═══ Texte fourni ═══
Avec “Everything Is Alive“, Slowdive réussit à quitter sa décennie de prédilection pour entamer une nouvelle carrière sous le signe de la dream pop. Retour sur un très beau disque sorti au tout début de la rentrée.
Des décennies ont passé depuis l’avènement du shoegaze, genre musical ancré dans les années 90, où des groupes de rock noyaient à foison leur mélancolie dans un déluge de guitares distordues. Contempler ses chaussures avant d’enclencher un nouvel effet, beaucoup de réverbération, du delay aussi et vous vous retrouvez instantanément dans une bulle sonore/sonique qui vous isole et vous protège comme jamais du reste du monde.
Ride, My Bloody Valentine, et aussi Slowdive en furent les figures de proue avant de se faire plus rares. Sauf que pour ces derniers, il semble bien y avoir un après, et il vaut sans doute bien l’avant – leur concert à la Cigale en janvier prochain était déjà complet quelques heures après la mise en vente des places ! Le groupe ne se s’est pas perdu en studio comme Kevin Shields et ses membres n’ont pas rejoint les rangs d’Oasis comme Andy Bell. En revenant avec un très bon disque en 2017, Slowdive s’est même trouvé un nouveau public, plus jeune, probablement né à l’époque où “Just For a Day“ était enregistré. Le groupe peut maintenant se targuer d’une seconde carrière avec “Everything Is Alive“, album sorti à point nommé au début de l’automne.
Le Slowdive de 2023 risque même de surprendre les fans de la première heure. Plus proches du post-rock et de l’actuelle vague dream pop (dont ils sont aujourd’hui considérés comme des précurseurs), les compositions se sont enrichies de synthétiseurs hypnotiques et de glissandi de guitare qui s’inspirent des derniers albums de Mogwai, voire de Explosions In The Sky. Le tempo, lui, s’accélère sur certains morceaux (“The Slab“ culmine à 150 bpm, bien loin du spleen lent des premières compositions du groupe).
═══ Enregistrements de données ═══
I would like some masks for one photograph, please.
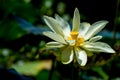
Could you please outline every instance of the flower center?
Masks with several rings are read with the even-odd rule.
[[[79,46],[81,43],[84,42],[83,37],[78,37],[78,32],[70,32],[70,36],[68,37],[68,40],[75,40],[74,46]]]

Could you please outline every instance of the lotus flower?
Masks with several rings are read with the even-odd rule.
[[[108,44],[98,41],[102,36],[95,36],[108,23],[106,20],[95,22],[92,25],[87,22],[80,23],[80,14],[76,8],[72,30],[70,25],[59,15],[55,15],[55,18],[44,16],[44,21],[51,31],[43,32],[43,34],[54,40],[48,42],[46,46],[63,49],[61,51],[61,62],[63,64],[69,64],[75,59],[81,66],[85,66],[89,53],[115,53]]]

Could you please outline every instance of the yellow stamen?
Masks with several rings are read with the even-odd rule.
[[[70,32],[70,35],[73,40],[76,40],[78,37],[78,32]]]
[[[83,43],[85,40],[84,38],[77,38],[75,46],[79,46],[81,43]]]

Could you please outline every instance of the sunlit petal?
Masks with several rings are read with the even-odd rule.
[[[48,16],[44,16],[44,20],[53,32],[60,34],[61,36],[64,36],[61,25],[57,20]]]
[[[103,42],[86,43],[84,44],[84,47],[93,52],[115,53],[115,51],[108,44]]]
[[[95,37],[92,37],[89,42],[96,42],[98,40],[102,39],[102,36],[95,36]]]
[[[55,15],[56,20],[62,27],[63,33],[65,36],[70,36],[70,25],[64,19],[62,19],[59,15]]]
[[[61,54],[61,61],[63,64],[69,64],[73,60],[73,49],[72,47],[66,47]]]
[[[75,54],[76,54],[76,58],[77,58],[78,63],[81,66],[85,66],[86,63],[87,63],[87,54],[86,54],[86,52],[84,50],[76,49]]]
[[[53,32],[43,32],[43,34],[59,43],[63,43],[63,44],[66,44],[64,38],[59,35],[59,34],[56,34],[56,33],[53,33]]]
[[[83,23],[81,23],[80,24],[80,30],[79,30],[79,37],[80,36],[85,36],[85,33],[88,31],[88,29],[89,29],[89,27],[90,27],[90,24],[89,23],[87,23],[87,22],[83,22]]]
[[[73,26],[72,26],[72,31],[73,32],[78,32],[80,27],[80,14],[78,9],[76,8],[74,11],[74,16],[73,16]]]
[[[48,42],[46,44],[46,47],[48,48],[61,48],[61,47],[64,47],[65,45],[59,43],[59,42]]]
[[[98,21],[94,24],[92,24],[89,28],[89,30],[87,31],[87,33],[85,34],[85,40],[93,37],[95,34],[97,34],[99,31],[101,31],[105,25],[108,23],[108,21]]]

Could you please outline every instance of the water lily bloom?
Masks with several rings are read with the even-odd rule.
[[[95,36],[105,27],[108,21],[101,20],[92,25],[87,22],[80,23],[80,14],[77,8],[74,11],[72,29],[58,15],[55,15],[55,18],[44,16],[44,20],[52,31],[43,32],[43,34],[54,40],[48,42],[46,46],[63,49],[61,51],[63,64],[68,64],[75,59],[81,66],[85,66],[89,53],[115,53],[108,44],[98,41],[102,36]]]

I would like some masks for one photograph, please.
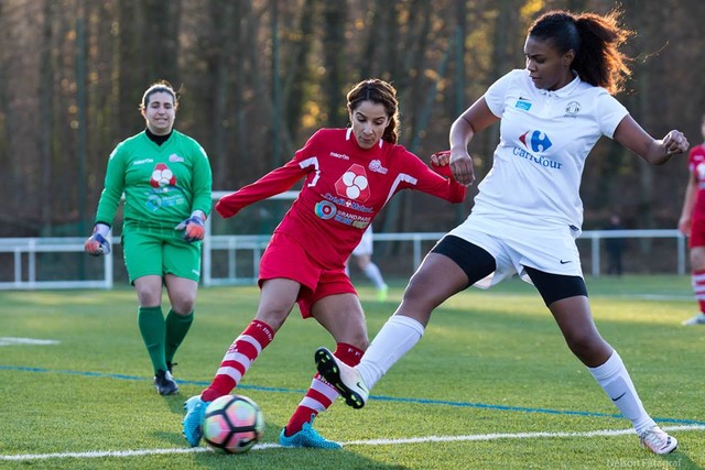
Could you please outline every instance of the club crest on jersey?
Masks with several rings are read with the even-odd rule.
[[[553,145],[551,139],[541,131],[527,131],[519,136],[519,140],[532,152],[545,152]]]
[[[150,186],[154,188],[163,186],[176,186],[176,176],[164,163],[158,163],[152,171]]]
[[[368,168],[370,168],[370,172],[380,173],[382,175],[386,175],[387,172],[389,172],[389,170],[382,166],[382,162],[380,162],[379,160],[372,160]]]
[[[564,118],[577,118],[577,113],[581,112],[583,107],[577,101],[571,101],[565,107],[565,116]]]
[[[531,109],[531,101],[527,98],[519,97],[517,102],[514,103],[514,108],[523,109],[524,111],[529,111]]]
[[[371,192],[365,167],[357,163],[350,165],[340,179],[335,183],[335,190],[338,196],[359,203],[369,199]]]

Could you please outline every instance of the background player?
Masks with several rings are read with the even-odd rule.
[[[122,251],[137,291],[138,325],[161,395],[178,392],[174,354],[194,319],[200,277],[203,226],[210,214],[208,156],[192,138],[174,130],[178,100],[166,80],[150,86],[140,103],[147,129],[110,154],[96,225],[85,251],[110,251],[107,241],[122,194]],[[171,302],[162,313],[162,285]]]
[[[705,116],[701,123],[705,139]],[[699,311],[682,325],[705,325],[705,143],[691,149],[687,159],[688,178],[679,219],[679,230],[688,237],[693,292]]]

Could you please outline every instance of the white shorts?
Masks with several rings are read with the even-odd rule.
[[[372,244],[373,244],[372,242],[373,242],[373,234],[372,234],[372,226],[370,225],[367,227],[367,230],[365,230],[365,233],[362,233],[362,239],[360,240],[358,245],[355,247],[355,250],[352,250],[352,255],[364,256],[366,254],[369,254],[371,256]]]
[[[579,229],[560,223],[529,223],[509,218],[470,216],[447,234],[485,249],[495,258],[497,270],[475,283],[488,288],[513,274],[531,284],[524,266],[551,274],[583,277],[575,239]]]

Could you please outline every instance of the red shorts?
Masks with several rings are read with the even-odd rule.
[[[693,217],[688,247],[705,247],[705,217]]]
[[[285,234],[274,233],[262,254],[258,284],[267,280],[284,277],[301,284],[296,303],[304,318],[311,317],[311,307],[317,300],[336,294],[355,294],[345,265],[330,270],[312,259],[306,250]]]

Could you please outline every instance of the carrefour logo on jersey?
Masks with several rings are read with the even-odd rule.
[[[551,142],[551,139],[549,139],[549,135],[546,135],[544,132],[527,131],[523,134],[519,135],[519,141],[528,150],[514,146],[514,155],[527,159],[531,163],[535,163],[536,165],[544,166],[546,168],[561,170],[561,167],[563,166],[563,163],[555,160],[546,159],[543,155],[534,155],[534,153],[545,152],[553,145],[553,142]]]

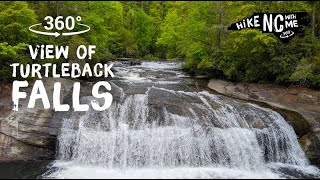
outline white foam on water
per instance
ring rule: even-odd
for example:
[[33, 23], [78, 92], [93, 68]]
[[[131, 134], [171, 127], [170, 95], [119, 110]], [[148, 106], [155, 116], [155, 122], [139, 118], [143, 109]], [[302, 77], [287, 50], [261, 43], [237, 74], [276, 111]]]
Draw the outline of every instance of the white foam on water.
[[[159, 62], [141, 67], [176, 68]], [[130, 82], [144, 80], [138, 73], [121, 71]], [[162, 102], [156, 93], [167, 101], [192, 103], [174, 107], [179, 102]], [[121, 101], [104, 112], [73, 113], [63, 120], [59, 160], [44, 178], [291, 177], [282, 169], [320, 177], [293, 128], [275, 111], [207, 91], [150, 87], [145, 94], [121, 94]], [[150, 98], [163, 107], [152, 108]]]
[[126, 168], [109, 169], [101, 166], [83, 166], [56, 162], [60, 170], [45, 178], [57, 179], [279, 179], [270, 170], [256, 171], [226, 167], [178, 167], [178, 168]]

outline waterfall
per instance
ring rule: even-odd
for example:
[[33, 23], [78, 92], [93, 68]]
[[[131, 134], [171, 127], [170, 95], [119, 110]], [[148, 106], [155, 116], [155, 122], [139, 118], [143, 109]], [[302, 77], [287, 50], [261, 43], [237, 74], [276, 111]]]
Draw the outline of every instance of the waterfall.
[[[134, 178], [137, 172], [137, 178], [186, 178], [190, 172], [193, 178], [278, 178], [271, 165], [309, 164], [293, 128], [273, 110], [207, 91], [151, 86], [142, 94], [125, 94], [112, 86], [121, 96], [108, 110], [63, 119], [57, 167], [72, 163], [98, 178], [99, 173]], [[66, 177], [61, 171], [49, 177]]]

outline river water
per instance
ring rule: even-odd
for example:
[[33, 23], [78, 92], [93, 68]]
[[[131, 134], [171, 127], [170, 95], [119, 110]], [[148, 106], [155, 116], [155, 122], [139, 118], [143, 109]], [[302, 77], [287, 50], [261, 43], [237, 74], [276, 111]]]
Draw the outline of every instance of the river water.
[[320, 177], [277, 112], [218, 95], [179, 63], [114, 70], [112, 106], [62, 116], [57, 160], [39, 178]]

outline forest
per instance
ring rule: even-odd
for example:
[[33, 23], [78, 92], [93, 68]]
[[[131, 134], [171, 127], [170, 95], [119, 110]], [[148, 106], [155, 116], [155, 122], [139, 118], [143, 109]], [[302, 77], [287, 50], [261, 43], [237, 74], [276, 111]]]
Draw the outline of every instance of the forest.
[[[228, 31], [253, 13], [308, 12], [304, 34], [290, 43], [255, 29]], [[46, 16], [81, 16], [89, 33], [48, 37], [30, 25]], [[191, 75], [235, 82], [276, 83], [320, 89], [320, 2], [316, 1], [26, 1], [0, 2], [0, 81], [12, 79], [13, 62], [107, 62], [119, 57], [183, 61]], [[28, 45], [97, 46], [91, 60], [30, 58]]]

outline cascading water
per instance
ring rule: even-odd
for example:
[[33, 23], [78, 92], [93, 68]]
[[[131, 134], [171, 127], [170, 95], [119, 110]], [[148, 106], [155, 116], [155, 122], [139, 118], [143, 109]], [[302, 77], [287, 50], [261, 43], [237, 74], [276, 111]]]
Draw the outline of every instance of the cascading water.
[[197, 91], [175, 68], [119, 67], [122, 78], [112, 83], [119, 98], [104, 112], [63, 119], [59, 160], [44, 177], [296, 177], [292, 171], [319, 176], [280, 114]]

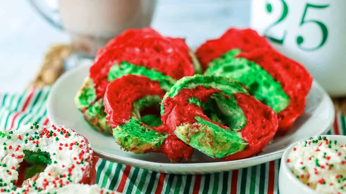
═══
-- Consignes --
[a] Ces affirmations concordent-elles avec l'article sur Slowdive ? Pour chacune, répondez par oui ou non en citant mot pour mot le passage qui tranche. (i) Le concert du groupe à la Cigale affichait complet quelques heures après la mise en vente des places. (ii) Le morceau « The Slab » est plus lent que les premières compositions du groupe. (iii) Slowdive est revenu avec un très bon disque en 2017.
[b] Pourriez-vous poursuivre l'article sur Slowdive à partir de sa dernière phrase ?
Les enregistrements forment un matériau à part, sans lien avec le texte.

-- Réponses par tâche --
[a]
(i) Oui : « leur concert à la Cigale en janvier prochain était déjà complet quelques heures après la mise en vente des places ».
(ii) Non : « “The Slab“ culmine à 150 bpm, bien loin du spleen lent des premières compositions du groupe ».
(iii) Oui : « En revenant avec un très bon disque en 2017 ».

[b]
Il subsiste néanmoins un marqueur intemporel, une réelle chaleur apportée par les voix de Rachel Goswell et Neil Hasltead. Des titres comme “Prayer Remembered“ (qui reprend le fil mélodique tissé sur “Slomo”, un morceau de leur précédent opus) et “Chained to a Cloud“ progressent comme la bande-son d’un film imaginaire qui se déroulerait dans des paysages désertiques. “Skin in the Game“ s’étire langoureusement, alors qu’“Alife“ nous entraîne dans son enchevêtrement de riffs quasi primesautiers.
On sent bien que le groupe, fort de sa longue expérience, enchaîne sans effort des chansons prenantes et particulièrement efficaces qui se construisent autour de l’apparente simplicité de notes de guitare réverbérées, jouées à l’infini. Au fil des écoutes, on reste difficilement insensible au plaisir qui se dégage de l’osmose liant les musiciens.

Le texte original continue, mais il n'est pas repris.